Excerpts of pointing lines
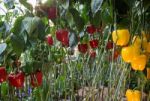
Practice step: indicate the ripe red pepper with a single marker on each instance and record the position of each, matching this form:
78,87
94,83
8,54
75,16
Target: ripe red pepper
49,40
16,80
92,54
3,74
82,48
94,43
109,45
52,13
91,29
62,35
36,79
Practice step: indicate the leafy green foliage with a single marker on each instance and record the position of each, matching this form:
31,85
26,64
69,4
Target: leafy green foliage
2,47
96,5
18,44
26,4
79,22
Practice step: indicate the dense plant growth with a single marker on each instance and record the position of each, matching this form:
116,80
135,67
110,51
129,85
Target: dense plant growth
77,50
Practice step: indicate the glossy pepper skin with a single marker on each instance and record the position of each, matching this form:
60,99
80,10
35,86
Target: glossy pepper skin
121,37
49,40
3,74
139,62
148,73
62,35
82,48
109,45
133,95
129,52
16,80
91,29
52,13
36,78
94,43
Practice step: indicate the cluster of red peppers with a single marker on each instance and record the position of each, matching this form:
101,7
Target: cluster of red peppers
17,79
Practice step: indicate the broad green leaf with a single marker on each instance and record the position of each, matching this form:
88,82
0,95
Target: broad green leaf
73,40
2,47
34,27
17,44
17,25
96,5
26,4
107,14
9,4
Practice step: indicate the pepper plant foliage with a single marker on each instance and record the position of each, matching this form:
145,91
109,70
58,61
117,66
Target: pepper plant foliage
44,37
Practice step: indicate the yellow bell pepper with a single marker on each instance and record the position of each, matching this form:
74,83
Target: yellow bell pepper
121,37
139,62
129,52
133,95
148,73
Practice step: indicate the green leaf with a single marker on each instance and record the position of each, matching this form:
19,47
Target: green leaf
2,47
96,20
17,44
79,21
26,4
9,4
95,5
107,14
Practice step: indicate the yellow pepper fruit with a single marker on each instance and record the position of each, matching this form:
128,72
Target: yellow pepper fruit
129,52
139,62
148,73
121,37
148,47
144,40
137,41
133,95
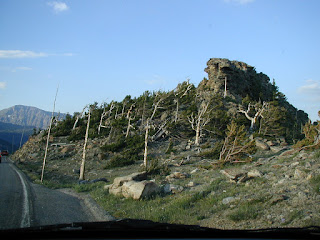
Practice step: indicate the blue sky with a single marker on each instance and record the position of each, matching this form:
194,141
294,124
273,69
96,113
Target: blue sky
102,50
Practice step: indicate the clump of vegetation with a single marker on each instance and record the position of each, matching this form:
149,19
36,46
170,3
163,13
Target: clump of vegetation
125,151
243,212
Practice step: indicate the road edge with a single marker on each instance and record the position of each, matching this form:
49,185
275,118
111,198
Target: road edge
95,209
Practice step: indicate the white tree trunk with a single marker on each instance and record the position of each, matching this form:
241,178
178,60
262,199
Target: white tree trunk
145,163
48,137
83,162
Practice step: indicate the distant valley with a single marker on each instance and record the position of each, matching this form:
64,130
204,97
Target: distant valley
17,123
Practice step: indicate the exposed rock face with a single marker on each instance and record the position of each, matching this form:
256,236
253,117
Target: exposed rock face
242,79
133,186
27,116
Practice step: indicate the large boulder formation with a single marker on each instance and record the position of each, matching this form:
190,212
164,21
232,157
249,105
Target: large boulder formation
241,78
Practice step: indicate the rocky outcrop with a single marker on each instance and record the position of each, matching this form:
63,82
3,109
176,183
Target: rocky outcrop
242,79
27,116
133,186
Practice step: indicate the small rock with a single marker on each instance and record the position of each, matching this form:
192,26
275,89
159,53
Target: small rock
294,164
171,188
195,170
191,184
262,145
254,173
177,175
228,200
298,174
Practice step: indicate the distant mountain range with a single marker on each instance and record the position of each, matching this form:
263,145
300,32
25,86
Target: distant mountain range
17,124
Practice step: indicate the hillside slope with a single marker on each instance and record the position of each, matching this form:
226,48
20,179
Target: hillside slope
27,116
222,156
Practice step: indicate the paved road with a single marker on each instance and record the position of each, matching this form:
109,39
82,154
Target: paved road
24,204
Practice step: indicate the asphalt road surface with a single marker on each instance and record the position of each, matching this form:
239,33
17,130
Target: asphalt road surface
24,204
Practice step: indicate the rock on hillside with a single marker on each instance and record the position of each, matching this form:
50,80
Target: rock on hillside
27,116
242,79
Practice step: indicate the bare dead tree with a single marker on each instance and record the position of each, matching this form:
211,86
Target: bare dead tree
103,115
78,117
129,119
48,137
176,100
145,155
235,145
199,121
83,162
225,87
258,112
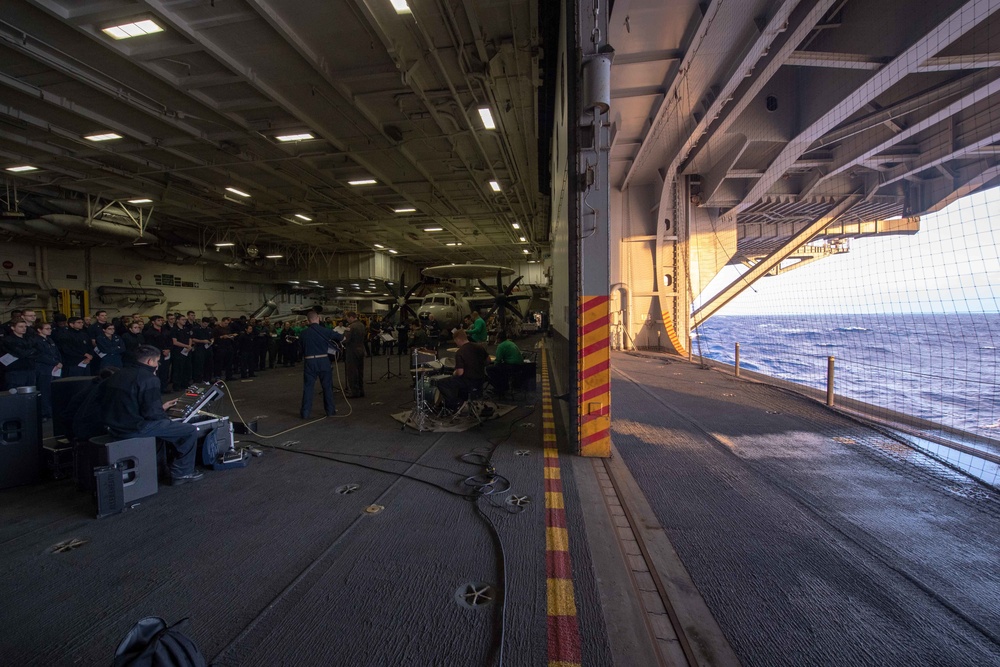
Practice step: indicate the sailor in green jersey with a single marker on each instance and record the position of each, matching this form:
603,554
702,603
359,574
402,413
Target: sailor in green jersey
507,363
477,334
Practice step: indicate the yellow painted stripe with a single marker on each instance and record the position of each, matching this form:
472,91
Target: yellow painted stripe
554,500
561,601
556,539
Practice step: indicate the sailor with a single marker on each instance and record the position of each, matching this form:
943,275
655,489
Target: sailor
477,334
470,370
74,347
160,336
507,364
19,357
48,364
354,355
315,340
110,347
180,353
130,405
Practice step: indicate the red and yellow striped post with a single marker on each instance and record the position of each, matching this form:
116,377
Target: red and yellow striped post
594,376
563,629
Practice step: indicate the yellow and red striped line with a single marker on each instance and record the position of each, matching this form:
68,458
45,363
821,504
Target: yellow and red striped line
675,340
594,376
563,630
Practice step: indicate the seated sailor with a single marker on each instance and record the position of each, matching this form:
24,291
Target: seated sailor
470,371
131,408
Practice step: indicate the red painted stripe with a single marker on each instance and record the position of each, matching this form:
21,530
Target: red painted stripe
564,639
594,326
603,412
555,518
595,392
593,348
603,367
600,435
591,302
558,565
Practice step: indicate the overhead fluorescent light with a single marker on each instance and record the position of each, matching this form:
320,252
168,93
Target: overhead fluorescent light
301,136
400,6
137,29
107,136
487,116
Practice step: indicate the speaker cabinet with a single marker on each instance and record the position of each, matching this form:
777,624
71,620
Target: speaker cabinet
21,456
135,458
63,391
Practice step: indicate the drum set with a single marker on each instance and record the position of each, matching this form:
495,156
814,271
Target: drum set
427,371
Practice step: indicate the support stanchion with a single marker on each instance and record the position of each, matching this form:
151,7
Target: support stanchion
829,381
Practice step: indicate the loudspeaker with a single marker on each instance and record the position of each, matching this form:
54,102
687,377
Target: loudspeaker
21,460
63,391
135,458
110,491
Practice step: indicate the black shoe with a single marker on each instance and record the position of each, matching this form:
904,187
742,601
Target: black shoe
184,479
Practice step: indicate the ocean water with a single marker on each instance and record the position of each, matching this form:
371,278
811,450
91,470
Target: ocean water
943,368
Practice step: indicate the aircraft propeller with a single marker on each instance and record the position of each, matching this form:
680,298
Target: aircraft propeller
503,300
401,298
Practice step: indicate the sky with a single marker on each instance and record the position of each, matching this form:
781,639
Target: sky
952,265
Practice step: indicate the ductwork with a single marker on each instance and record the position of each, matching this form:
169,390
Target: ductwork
99,227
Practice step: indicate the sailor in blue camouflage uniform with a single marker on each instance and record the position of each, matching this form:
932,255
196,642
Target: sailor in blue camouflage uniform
315,340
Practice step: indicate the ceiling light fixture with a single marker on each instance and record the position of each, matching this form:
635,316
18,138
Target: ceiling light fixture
400,6
487,116
136,29
302,136
107,136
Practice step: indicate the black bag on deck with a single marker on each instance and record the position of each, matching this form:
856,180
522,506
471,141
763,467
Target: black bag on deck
152,643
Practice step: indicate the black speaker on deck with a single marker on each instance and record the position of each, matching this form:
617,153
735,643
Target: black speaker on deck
21,456
63,391
135,458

▶ [Exercise description]: Copy out every line above word for word, leaving out the picture markers.

▶ [Written response]:
Practice step: indicate the ripe red pepper with a single marker on each instance and record the position of each, matching this form:
78,87
94,83
8,54
75,16
Target: ripe red pepper
49,40
16,80
92,54
3,74
82,48
94,43
109,45
52,13
91,29
62,35
36,79
Practice step: indicate the leafy green foliage with a single marker on each instance and record the position of each, matching this form:
31,85
26,64
69,4
Target: leafy green foliage
2,47
96,5
18,44
26,4
79,22
Practice step: indicate the dense plant growth with a single marker on each instance and record the position of each, matching this form:
116,80
135,67
110,51
129,85
Target: dense plant growth
77,50
Practice step: indicate the glossy pepper skin with a single marker on each instance and record the position of each, matching this form:
60,99
80,10
35,86
Target: glossy pepper skin
121,37
49,40
3,74
139,62
148,73
62,35
82,48
109,45
133,95
129,52
16,80
91,29
52,13
36,78
94,43
Practice step: indicate the cluster of red peppers with a single marker on each instance and record the position of each, matching this form:
101,7
Target: cluster of red peppers
17,79
Practice step: indicate the broad green leaf with a single marker on each instance and record the position of each, matching this form:
88,82
0,95
Target: broad green leaf
73,40
2,47
34,27
17,44
17,25
96,5
26,4
107,14
9,4
Practice step: indicate the pepper plant foliage with a single marker on each instance and record the position of each, matching this form:
145,91
109,70
58,61
117,66
Target: pepper plant foliage
44,37
Practice step: indicate the yellow bell pepper with a single marker on each instance and record the position of each, matching this form:
74,83
Target: yellow bell pepper
121,37
139,62
129,52
133,95
148,73
Practice step: indicate the green leaf with a single marker on each instance and record the position of each, matching this form:
19,47
Target: green leaf
2,47
96,20
17,44
79,21
26,4
9,4
95,5
107,14
Practice step: indicate the yellow pepper fruit with a single marker on each instance and record the position of each, matching this form:
128,72
Target: yellow pepper fruit
129,52
139,62
148,73
121,37
148,47
144,40
137,41
133,95
Practice step: indicate the blue sky with a single marker on each instance and record the position of each, matching this form:
194,141
294,124
273,69
96,113
Target: blue sky
102,50
Practice step: indicate the clump of vegetation with a single marker on each instance and record the position of each, matching this form:
149,19
36,46
170,3
163,13
Target: clump of vegetation
125,151
243,212
Practice step: indicate the road edge with a single marker on each instance and record the position of each, matching this form:
49,185
275,118
111,198
Target: road edge
95,209
Practice step: indicate the white tree trunk with a single marker on each instance and record the position of each, matching this form:
241,178
178,60
262,199
Target: white tree trunk
145,163
48,137
83,162
Practice step: indicate the distant valley with a single marker on each instance and record the position of each, matching this form:
64,130
204,97
Target: distant valley
17,123
Practice step: indicate the exposed rock face with a single marker on each instance and record the position of each, matching this form:
256,236
253,117
Target: exposed rock face
242,79
133,186
27,116
Practice step: indicate the large boulder formation with a single marker on each instance and record the position of each, matching this form:
190,212
164,21
232,157
249,105
Target: large boulder formation
241,78
Practice step: indicate the rocky outcrop with a single marker on each instance and record the position of each, matching this form:
63,82
3,109
176,183
Target: rocky outcrop
242,79
27,116
133,186
Practice step: indicate the small rock with a single marker on each instance and record the position of each, matching this form:
192,26
275,89
159,53
Target: small rock
294,164
171,188
195,170
191,184
262,145
254,173
177,175
228,200
298,174
Practice step: indicate the distant mountain range with a single marker on each instance and record the position of each, matching this form:
263,145
300,32
25,86
Target: distant mountain range
17,124
Practice step: indicate the hillside slope with a single marker on each instance and record the position of each, matching this form:
226,48
20,179
Target: hillside slope
27,116
222,156
Practice step: indicate the paved road with a single marker on each instance and record the position of each, matching this form:
109,39
82,154
Target: paved road
24,204
Practice step: indicate the asphalt road surface with a single marker on each instance and record the position of each, matching this form:
239,33
17,130
Target: asphalt road surface
24,204
Practice step: indicate the rock on hillside with a single marker on each instance and record the position of each, matching this form:
50,80
Target: rock on hillside
27,116
242,79
Practice step: indicate the bare dead tree with a single marker on each instance and record the position of each, matching this form:
211,86
Target: bare dead tree
103,115
78,117
129,119
48,137
176,100
145,155
235,145
199,121
83,162
225,87
258,112
Practice step: indicate the sailor in green jersey with a single marker on each instance and record the position of each, matching this form:
603,554
702,603
359,574
402,413
Target: sailor in green jersey
507,363
477,334
Practice step: indicate the yellow painted stripe with a single marker on each instance and record the position of each, matching this form:
472,91
Target: yellow painted stripe
554,500
561,601
556,539
Practice step: indicate the sailor with a single marker on each instance and record the position of each, matching this form:
943,275
655,489
Target: sailor
477,334
470,370
74,347
160,336
507,364
19,357
48,364
354,355
315,340
110,347
180,353
130,405
Practice step: indicate the red and yellow striped post with a single marker on each instance and record the position of each, matching this form:
116,377
Target: red and yellow striped post
594,376
563,629
Practice step: indicate the yellow and red striped line with a single marker on each instance and record the position of each, matching this form:
68,458
45,363
821,504
Target: yellow and red striped line
675,340
594,376
563,630
Practice step: indicate the seated sailor with a single marker on each instance and record the position of each, matching this form:
24,291
Target: seated sailor
470,371
131,408
Practice step: indicate the red painted stripe with a single marker on each instance and record the position of each, matching this form:
21,530
Target: red painted stripe
564,639
594,326
603,412
555,518
595,392
593,348
603,367
600,435
591,302
558,565
Practice step: indicate the overhead fluorescent light with a single marker on each instance and record the position of each, matching this form:
320,252
168,93
Target: overhead fluorescent light
301,136
400,6
137,29
107,136
487,116
Practice step: indicate the speaker cabinet with a single marker on each instance and record the position of each, matching this form:
777,624
71,620
Target: speaker cabinet
21,456
135,458
63,391
Practice step: indicate the drum set with a single marker on each instance and record the position of each, matching this form:
495,156
814,271
Target: drum set
427,371
Practice step: indicate the support stanchion with a single marker on each instance and record the position of each, matching this form:
151,7
Target: support stanchion
829,381
Practice step: indicate the loudspeaker with a single marker on each instance and record the position of each, matching this form:
54,102
687,377
Target: loudspeaker
21,460
63,391
135,458
110,491
Practice step: indicate the black shoe with a single marker on each instance and record the position of each, matching this form:
904,187
742,601
Target: black shoe
184,479
Practice step: indicate the ocean water with a single marker on each instance and record the position of each, matching this form:
371,278
811,450
91,470
Target: ocean water
943,368
Practice step: indicate the aircraft propeller with a single marker on each instance and record the position of each, matching this form:
680,298
Target: aircraft propeller
503,300
401,298
Practice step: indicate the sky with a single marker on each instance and record the position of each, matching this form:
781,639
Target: sky
952,265
Practice step: indicate the ductwork with a single marker on each instance and record the position of each, matching this form:
169,390
Target: ductwork
99,227
Practice step: indicate the sailor in blue camouflage uniform with a single marker on each instance and record the position of each, matching this form:
932,255
196,642
Target: sailor in blue camouflage uniform
315,340
Practice step: indicate the ceiling light fixture with a single marker on each instance and record the position of each, matching this form:
635,316
18,138
Target: ceiling light fixture
400,6
487,116
136,29
302,136
107,136
Practice step: indicate the black bag on deck with a single marker on each instance and record the position of each, matching this form:
856,180
522,506
471,141
763,467
Target: black bag on deck
152,643
Practice step: indicate the black speaker on deck with a single marker on each instance and record the position of each, matching this form:
617,153
735,643
Target: black speaker on deck
21,456
63,391
135,458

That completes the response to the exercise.